— Article —
_ _ _ _ _ _ _
Question

Two coherent sources of sound, $S_{1}$ and $S_{2}$, produce sound waves of the same wavelength, $\lambda=1 m ,$ in phase. $S _{1}$ and $S _{2}$ are placed $1.5 m$ apart (see fig.) A listener, located at $L$, directly in front of $S _{2}$ finds that the intensity is at a minimum when he is $2 m$ away from $S _{2}$. The listener moves away from $S _{1},$ keeping his distance from $S _{2}$ fixed. The adjacent maximum of intensity is observed when the listener is at a distance $d$ from $S _{1}$. Then, $d$ is :

• A. 12m
• B. 3m
• C. 5m
• D. 2m

Answer 1

Answer: (B)

Initially $S_{2} L=2 m$
$S _{1} L =\sqrt{2^{2}+(3 / 2)^{2}}$
$S_{1} L=\frac{5}{2}=2.5 m$
$\Delta x = S _{1} L - S _{2} L =0.5 m$
So since $\lambda=1 m $
$ \therefore \Delta x =\frac{\lambda}{2}$
So while listener moves away from $S_1$
Then, $\Delta x\left(=S_{1} L-S_{2} L\right)$ increases
and hence, at $\Delta x =\lambda$ first maxima will appear.
$\Delta x=\lambda=S_{1} L-S_{2} L$
$1= d -2 $
$\Rightarrow d =3 m$
_ _ _ _ _ _ _
— Given records —
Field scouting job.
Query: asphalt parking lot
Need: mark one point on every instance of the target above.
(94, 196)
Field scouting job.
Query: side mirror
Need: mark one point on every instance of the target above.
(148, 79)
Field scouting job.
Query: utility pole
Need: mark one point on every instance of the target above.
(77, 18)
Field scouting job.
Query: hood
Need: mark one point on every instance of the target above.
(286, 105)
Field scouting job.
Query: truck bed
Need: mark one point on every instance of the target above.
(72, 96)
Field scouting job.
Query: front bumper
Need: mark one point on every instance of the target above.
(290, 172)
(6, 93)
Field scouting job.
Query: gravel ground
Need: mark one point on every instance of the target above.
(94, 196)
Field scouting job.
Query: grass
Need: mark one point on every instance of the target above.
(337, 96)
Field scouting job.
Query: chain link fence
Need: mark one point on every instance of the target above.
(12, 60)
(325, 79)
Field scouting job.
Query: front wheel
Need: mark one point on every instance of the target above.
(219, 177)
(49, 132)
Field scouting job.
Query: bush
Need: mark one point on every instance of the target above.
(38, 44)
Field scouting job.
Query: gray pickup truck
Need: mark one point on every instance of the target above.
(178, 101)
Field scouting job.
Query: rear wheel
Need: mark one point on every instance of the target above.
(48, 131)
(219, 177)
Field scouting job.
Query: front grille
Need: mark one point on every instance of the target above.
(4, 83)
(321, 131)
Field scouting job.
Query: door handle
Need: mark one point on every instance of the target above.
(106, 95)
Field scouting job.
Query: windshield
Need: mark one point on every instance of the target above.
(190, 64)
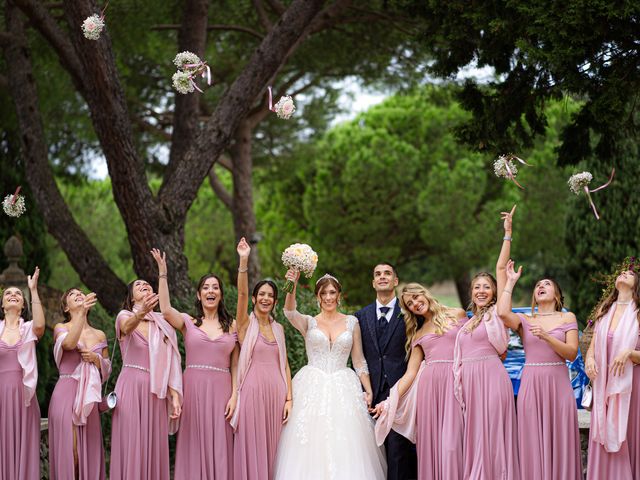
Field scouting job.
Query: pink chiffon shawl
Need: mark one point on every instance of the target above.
(89, 380)
(27, 359)
(400, 412)
(498, 338)
(165, 369)
(246, 352)
(612, 395)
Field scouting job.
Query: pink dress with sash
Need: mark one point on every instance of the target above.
(205, 439)
(548, 435)
(72, 419)
(19, 410)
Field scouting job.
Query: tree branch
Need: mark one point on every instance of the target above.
(220, 190)
(82, 254)
(235, 103)
(215, 26)
(49, 29)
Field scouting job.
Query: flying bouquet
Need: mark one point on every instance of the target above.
(13, 205)
(189, 66)
(93, 25)
(505, 167)
(579, 183)
(285, 106)
(300, 257)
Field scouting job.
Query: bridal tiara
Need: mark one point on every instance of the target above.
(328, 276)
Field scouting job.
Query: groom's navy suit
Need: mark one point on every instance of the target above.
(384, 350)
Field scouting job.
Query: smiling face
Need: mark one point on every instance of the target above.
(12, 300)
(209, 292)
(417, 304)
(384, 278)
(264, 299)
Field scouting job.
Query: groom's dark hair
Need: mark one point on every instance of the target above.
(393, 267)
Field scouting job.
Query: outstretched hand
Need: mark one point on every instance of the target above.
(508, 219)
(512, 275)
(32, 280)
(244, 249)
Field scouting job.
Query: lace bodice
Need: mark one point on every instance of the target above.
(324, 355)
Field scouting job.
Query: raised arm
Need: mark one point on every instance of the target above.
(130, 320)
(505, 251)
(170, 314)
(360, 364)
(296, 319)
(242, 315)
(504, 304)
(36, 305)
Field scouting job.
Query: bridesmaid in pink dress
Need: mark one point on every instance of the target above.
(80, 352)
(264, 382)
(548, 435)
(437, 428)
(205, 440)
(482, 385)
(613, 447)
(19, 410)
(149, 389)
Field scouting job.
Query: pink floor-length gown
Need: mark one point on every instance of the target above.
(605, 465)
(88, 438)
(490, 441)
(205, 439)
(19, 425)
(140, 429)
(548, 435)
(633, 429)
(260, 418)
(439, 422)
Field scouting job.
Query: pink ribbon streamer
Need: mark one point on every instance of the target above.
(15, 195)
(589, 191)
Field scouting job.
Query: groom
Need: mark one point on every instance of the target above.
(383, 341)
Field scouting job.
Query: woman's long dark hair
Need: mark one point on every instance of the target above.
(224, 317)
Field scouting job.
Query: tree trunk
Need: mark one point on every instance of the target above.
(463, 286)
(244, 219)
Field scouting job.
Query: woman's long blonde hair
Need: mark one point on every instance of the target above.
(479, 313)
(439, 314)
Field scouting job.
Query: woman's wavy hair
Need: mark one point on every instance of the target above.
(224, 317)
(439, 314)
(558, 297)
(479, 313)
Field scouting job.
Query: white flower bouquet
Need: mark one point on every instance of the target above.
(300, 257)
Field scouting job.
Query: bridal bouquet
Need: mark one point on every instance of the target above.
(300, 257)
(13, 205)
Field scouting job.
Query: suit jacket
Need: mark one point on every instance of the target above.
(386, 356)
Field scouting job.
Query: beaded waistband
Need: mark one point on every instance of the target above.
(209, 367)
(544, 364)
(137, 367)
(478, 359)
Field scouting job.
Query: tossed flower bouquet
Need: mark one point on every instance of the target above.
(300, 257)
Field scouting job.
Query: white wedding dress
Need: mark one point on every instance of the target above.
(330, 434)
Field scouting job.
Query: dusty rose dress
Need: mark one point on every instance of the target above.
(490, 441)
(439, 427)
(88, 438)
(633, 429)
(140, 429)
(19, 425)
(205, 438)
(548, 434)
(618, 465)
(260, 417)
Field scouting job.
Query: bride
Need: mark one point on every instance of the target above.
(329, 434)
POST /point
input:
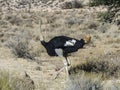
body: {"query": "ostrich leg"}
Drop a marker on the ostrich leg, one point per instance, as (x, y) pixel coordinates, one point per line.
(65, 61)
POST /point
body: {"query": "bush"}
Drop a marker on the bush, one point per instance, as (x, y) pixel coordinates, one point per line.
(4, 81)
(71, 4)
(80, 82)
(9, 83)
(104, 67)
(20, 45)
(113, 8)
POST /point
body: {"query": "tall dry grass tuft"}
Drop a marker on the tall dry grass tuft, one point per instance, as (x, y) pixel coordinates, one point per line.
(80, 82)
(107, 65)
(20, 45)
(15, 83)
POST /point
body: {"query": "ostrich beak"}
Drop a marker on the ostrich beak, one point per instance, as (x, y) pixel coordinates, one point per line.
(87, 38)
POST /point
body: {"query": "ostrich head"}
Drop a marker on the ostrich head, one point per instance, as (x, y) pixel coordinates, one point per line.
(87, 38)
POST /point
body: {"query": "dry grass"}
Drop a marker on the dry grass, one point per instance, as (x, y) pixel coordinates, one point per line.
(15, 83)
(19, 31)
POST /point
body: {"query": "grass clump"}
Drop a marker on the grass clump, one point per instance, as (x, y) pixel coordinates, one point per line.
(4, 81)
(20, 45)
(80, 82)
(14, 83)
(71, 4)
(107, 66)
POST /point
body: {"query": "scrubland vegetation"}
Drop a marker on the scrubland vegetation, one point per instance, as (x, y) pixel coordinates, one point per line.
(96, 67)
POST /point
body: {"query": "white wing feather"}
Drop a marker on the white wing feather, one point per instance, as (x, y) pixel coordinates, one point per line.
(70, 42)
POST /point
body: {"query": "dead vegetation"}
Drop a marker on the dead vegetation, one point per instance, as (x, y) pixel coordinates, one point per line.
(19, 34)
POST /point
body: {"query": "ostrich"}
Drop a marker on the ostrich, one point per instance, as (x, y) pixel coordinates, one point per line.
(62, 45)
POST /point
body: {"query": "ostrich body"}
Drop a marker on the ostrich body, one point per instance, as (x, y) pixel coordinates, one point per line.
(62, 45)
(66, 44)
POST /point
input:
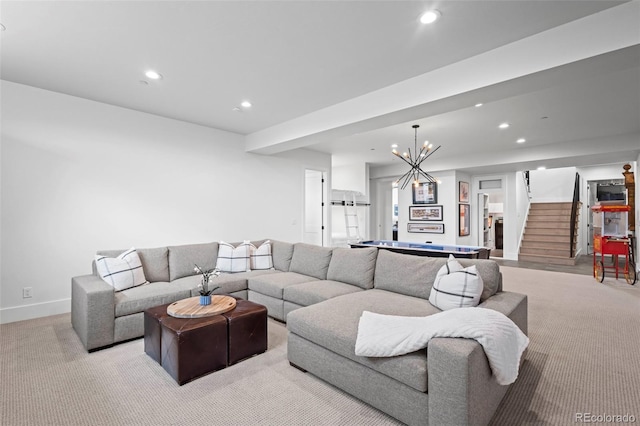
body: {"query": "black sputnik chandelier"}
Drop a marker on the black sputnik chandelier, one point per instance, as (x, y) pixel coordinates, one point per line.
(415, 172)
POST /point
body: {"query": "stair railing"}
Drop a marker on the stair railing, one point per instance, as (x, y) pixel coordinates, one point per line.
(574, 214)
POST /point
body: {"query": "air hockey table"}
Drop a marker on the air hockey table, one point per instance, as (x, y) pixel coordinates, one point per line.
(427, 249)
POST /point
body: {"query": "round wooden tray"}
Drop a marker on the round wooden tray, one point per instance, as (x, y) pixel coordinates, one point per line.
(191, 307)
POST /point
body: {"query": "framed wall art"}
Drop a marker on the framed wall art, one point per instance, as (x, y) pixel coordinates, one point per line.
(425, 193)
(425, 213)
(426, 228)
(465, 220)
(463, 192)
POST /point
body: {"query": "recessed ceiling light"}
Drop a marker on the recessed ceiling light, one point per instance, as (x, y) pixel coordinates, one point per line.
(153, 75)
(430, 16)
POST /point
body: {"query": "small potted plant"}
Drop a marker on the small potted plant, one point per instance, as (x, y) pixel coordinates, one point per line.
(204, 287)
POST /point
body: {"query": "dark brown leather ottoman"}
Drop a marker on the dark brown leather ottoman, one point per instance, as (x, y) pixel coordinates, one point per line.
(153, 331)
(247, 325)
(193, 347)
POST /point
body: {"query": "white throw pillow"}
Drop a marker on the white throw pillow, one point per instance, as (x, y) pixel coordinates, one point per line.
(122, 272)
(233, 259)
(261, 257)
(456, 287)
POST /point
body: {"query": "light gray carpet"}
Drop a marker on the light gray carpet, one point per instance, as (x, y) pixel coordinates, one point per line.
(584, 356)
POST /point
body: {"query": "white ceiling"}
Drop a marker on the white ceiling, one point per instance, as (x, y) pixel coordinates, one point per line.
(294, 59)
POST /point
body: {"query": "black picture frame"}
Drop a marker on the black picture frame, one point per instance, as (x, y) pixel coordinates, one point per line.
(425, 193)
(425, 228)
(463, 192)
(464, 227)
(425, 213)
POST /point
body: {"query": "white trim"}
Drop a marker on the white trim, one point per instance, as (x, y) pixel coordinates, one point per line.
(36, 310)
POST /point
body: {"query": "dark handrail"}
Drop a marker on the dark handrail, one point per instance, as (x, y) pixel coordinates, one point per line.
(574, 212)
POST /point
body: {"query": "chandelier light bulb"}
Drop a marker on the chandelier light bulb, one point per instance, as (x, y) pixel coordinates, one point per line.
(430, 16)
(153, 75)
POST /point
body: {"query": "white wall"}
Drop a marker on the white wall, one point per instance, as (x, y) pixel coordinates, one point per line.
(353, 177)
(78, 176)
(553, 185)
(472, 238)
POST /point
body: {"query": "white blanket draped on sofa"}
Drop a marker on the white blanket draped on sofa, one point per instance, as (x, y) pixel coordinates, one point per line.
(389, 335)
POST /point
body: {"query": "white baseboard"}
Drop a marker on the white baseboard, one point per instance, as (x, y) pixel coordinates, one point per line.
(37, 310)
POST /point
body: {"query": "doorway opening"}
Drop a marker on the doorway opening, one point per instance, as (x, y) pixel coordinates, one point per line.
(493, 188)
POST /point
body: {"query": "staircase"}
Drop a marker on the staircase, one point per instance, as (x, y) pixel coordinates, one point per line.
(546, 235)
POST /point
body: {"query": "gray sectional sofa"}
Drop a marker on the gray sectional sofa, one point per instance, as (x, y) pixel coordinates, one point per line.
(321, 293)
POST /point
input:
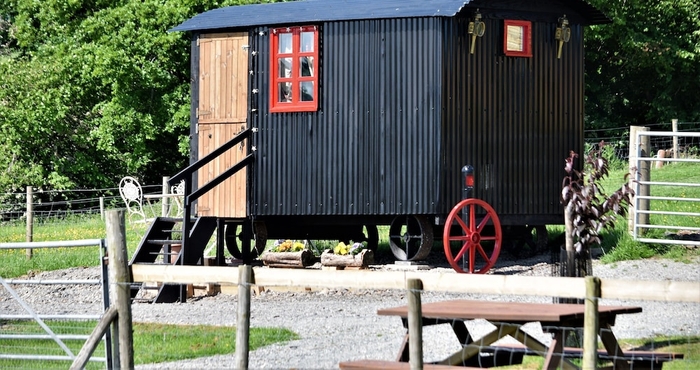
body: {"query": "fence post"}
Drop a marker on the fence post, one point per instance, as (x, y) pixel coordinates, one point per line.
(119, 286)
(642, 170)
(674, 124)
(415, 324)
(165, 202)
(245, 279)
(30, 220)
(590, 324)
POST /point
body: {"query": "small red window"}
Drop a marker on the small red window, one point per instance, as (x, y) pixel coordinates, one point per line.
(517, 38)
(294, 62)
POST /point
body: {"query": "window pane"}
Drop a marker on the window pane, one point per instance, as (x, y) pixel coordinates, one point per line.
(285, 43)
(285, 67)
(307, 91)
(515, 38)
(285, 91)
(306, 64)
(307, 42)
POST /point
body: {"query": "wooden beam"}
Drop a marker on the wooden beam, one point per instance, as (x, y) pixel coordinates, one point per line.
(666, 290)
(670, 291)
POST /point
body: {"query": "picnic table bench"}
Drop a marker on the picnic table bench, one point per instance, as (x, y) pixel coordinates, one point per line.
(508, 317)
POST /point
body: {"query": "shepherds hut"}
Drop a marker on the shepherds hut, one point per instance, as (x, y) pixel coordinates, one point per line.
(348, 114)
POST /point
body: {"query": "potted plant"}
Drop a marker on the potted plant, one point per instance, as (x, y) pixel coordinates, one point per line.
(288, 253)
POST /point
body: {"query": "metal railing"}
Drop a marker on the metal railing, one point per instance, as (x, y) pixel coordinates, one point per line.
(187, 175)
(42, 319)
(644, 200)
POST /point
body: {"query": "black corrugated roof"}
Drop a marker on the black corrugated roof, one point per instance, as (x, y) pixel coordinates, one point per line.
(336, 10)
(318, 10)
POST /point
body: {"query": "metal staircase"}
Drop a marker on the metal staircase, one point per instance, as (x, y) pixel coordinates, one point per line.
(174, 241)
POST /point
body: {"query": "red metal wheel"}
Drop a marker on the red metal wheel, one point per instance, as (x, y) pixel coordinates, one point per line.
(472, 237)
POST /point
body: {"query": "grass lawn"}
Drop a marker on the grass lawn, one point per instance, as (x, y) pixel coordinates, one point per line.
(153, 343)
(617, 244)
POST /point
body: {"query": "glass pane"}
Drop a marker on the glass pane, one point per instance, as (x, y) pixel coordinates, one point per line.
(307, 42)
(306, 64)
(285, 67)
(285, 43)
(307, 91)
(285, 92)
(515, 38)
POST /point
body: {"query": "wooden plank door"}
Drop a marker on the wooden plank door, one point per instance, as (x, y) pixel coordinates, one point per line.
(223, 105)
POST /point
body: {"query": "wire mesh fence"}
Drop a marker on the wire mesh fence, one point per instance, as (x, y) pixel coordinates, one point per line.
(46, 318)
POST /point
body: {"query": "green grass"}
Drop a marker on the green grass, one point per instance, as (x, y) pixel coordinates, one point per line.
(619, 245)
(15, 262)
(153, 343)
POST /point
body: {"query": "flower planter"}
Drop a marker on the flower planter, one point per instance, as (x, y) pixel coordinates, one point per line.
(360, 260)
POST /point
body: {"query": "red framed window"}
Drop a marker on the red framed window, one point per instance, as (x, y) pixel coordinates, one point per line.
(517, 38)
(294, 61)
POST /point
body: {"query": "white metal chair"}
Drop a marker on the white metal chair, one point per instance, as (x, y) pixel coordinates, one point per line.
(132, 194)
(178, 190)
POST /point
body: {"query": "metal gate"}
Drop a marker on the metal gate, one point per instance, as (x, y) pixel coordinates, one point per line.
(30, 325)
(685, 230)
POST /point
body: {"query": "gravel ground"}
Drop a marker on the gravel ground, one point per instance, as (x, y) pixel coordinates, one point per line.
(339, 325)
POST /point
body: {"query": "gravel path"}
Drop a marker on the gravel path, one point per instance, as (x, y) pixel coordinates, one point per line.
(339, 325)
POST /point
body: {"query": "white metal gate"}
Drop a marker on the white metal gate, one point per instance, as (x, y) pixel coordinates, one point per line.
(646, 204)
(15, 333)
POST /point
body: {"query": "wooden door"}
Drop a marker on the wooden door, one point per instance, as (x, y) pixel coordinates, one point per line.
(222, 112)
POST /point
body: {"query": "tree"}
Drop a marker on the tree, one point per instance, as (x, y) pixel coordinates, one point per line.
(92, 90)
(644, 67)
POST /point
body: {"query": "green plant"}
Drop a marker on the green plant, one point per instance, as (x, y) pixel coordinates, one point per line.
(153, 343)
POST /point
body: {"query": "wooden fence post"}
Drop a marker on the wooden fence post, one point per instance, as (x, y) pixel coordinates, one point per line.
(415, 324)
(30, 220)
(642, 174)
(590, 324)
(120, 285)
(674, 124)
(245, 279)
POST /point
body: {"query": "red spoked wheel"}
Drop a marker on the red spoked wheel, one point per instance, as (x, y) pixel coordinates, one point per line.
(472, 237)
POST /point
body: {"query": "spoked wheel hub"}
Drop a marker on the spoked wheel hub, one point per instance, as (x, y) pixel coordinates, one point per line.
(472, 237)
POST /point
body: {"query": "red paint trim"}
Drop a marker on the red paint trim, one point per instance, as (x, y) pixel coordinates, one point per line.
(295, 79)
(527, 38)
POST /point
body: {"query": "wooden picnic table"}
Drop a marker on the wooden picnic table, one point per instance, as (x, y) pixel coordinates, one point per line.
(508, 317)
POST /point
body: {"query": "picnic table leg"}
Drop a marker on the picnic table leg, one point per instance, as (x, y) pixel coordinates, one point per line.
(554, 354)
(611, 345)
(458, 327)
(459, 357)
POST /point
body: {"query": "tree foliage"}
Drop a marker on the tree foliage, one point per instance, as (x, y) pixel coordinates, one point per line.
(644, 67)
(590, 207)
(92, 90)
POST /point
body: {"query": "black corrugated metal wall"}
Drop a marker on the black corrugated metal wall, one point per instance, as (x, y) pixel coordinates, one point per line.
(373, 146)
(513, 118)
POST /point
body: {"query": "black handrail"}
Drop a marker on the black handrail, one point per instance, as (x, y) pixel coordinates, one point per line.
(190, 196)
(187, 172)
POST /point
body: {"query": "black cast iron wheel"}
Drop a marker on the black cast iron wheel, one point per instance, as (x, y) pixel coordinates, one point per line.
(410, 237)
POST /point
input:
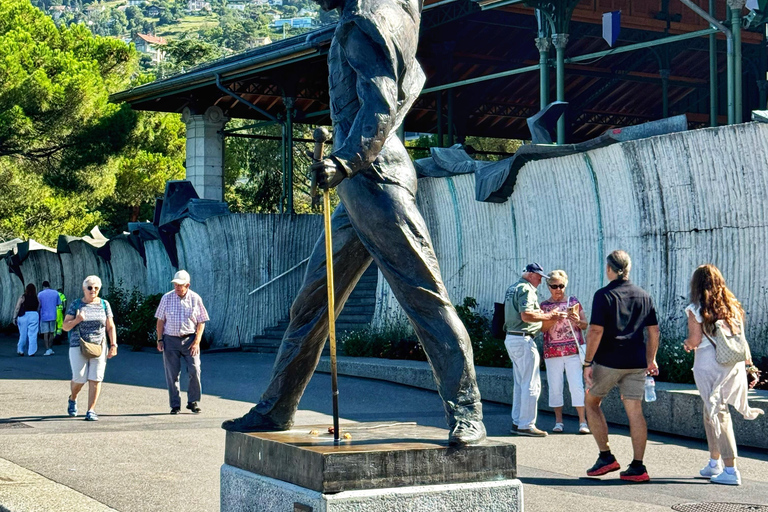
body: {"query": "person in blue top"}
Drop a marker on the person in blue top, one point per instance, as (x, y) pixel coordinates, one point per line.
(90, 319)
(49, 302)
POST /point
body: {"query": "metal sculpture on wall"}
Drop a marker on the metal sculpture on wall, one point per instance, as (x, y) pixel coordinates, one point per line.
(374, 79)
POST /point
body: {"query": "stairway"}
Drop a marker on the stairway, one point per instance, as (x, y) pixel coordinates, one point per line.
(357, 314)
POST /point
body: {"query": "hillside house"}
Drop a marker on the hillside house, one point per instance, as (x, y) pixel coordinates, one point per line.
(151, 45)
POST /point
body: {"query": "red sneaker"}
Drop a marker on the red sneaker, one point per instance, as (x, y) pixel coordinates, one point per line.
(632, 474)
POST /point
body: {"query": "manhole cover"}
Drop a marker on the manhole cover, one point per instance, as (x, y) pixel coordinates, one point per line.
(719, 507)
(13, 424)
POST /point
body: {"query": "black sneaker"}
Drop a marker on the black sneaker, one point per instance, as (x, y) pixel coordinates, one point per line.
(635, 474)
(603, 466)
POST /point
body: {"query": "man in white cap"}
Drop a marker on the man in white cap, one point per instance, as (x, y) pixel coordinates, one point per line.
(523, 318)
(181, 318)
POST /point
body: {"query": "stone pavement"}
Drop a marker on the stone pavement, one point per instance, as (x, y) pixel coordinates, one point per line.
(140, 458)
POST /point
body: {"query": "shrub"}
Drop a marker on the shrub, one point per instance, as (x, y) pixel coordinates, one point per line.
(398, 341)
(395, 341)
(488, 350)
(675, 364)
(134, 315)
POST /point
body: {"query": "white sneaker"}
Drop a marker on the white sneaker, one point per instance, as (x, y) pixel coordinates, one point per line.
(708, 471)
(727, 479)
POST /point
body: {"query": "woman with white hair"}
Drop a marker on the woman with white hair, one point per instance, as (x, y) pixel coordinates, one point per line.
(89, 320)
(562, 338)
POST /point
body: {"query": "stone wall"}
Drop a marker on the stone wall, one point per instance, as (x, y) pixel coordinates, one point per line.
(227, 257)
(673, 202)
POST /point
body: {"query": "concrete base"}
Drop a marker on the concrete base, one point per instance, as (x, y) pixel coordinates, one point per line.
(242, 491)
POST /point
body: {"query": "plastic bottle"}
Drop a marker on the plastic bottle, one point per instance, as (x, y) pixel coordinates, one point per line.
(650, 389)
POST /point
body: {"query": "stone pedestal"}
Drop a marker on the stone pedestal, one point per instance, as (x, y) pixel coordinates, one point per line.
(400, 467)
(205, 152)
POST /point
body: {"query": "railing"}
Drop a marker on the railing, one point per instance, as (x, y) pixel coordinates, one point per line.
(299, 264)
_ _ _ _ _ _ _
— Written tasks —
1. In the sound-wave problem above, how far apart are the two sources S1 and S2 placed?
2. Count the lines of the entries that contain the word "picture", and reply with the number alone.

— The responses —
1. 1.5 m

2. 2